» **DATASET RECORDS**
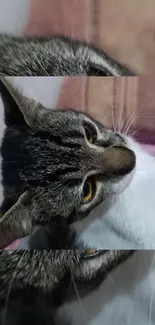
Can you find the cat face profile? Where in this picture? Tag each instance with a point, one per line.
(56, 165)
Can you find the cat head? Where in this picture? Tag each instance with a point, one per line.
(57, 165)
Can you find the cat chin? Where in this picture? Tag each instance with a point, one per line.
(120, 186)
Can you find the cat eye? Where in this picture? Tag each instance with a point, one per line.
(90, 132)
(88, 191)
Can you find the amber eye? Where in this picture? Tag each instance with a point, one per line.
(87, 192)
(90, 132)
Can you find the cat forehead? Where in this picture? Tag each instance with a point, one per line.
(69, 119)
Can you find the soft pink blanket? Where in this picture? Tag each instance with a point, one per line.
(126, 30)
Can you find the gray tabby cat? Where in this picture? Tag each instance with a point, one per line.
(57, 165)
(54, 56)
(34, 284)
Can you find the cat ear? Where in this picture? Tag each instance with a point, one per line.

» **GOAL**
The data above needs to be retyped exactly, with the images left out.

» **OUTPUT FOR THIS EXERCISE**
Can you find the cat face profile? Where in this picture? Tag each instance with a point, one per line.
(56, 165)
Can you find the cat head? Where in this picture? Tag each instance with a point, one per line.
(57, 165)
Can you find the cat chin? Where in this picture? Tag each instance with a point, one per line.
(120, 186)
Can you find the cat eye? Where in this picture? Tag each instance with a point, one per line.
(90, 132)
(88, 191)
Can you find the amber eye? Where in this picture? Tag each instance with a point, one per line.
(87, 192)
(90, 132)
Can you find the cat forehead? Where in this picture? Tag each instance with a point, one per line.
(69, 119)
Can you find the soft pink blanket? Where in this picture? Tag each instance with a point, one per line.
(126, 30)
Can you find the gray tabby cat? Where in this picture? Tag each instance with a point, one per line.
(57, 165)
(54, 56)
(34, 284)
Can you find the cat ear? Where in this picture? Tag each instance with a point, one per line.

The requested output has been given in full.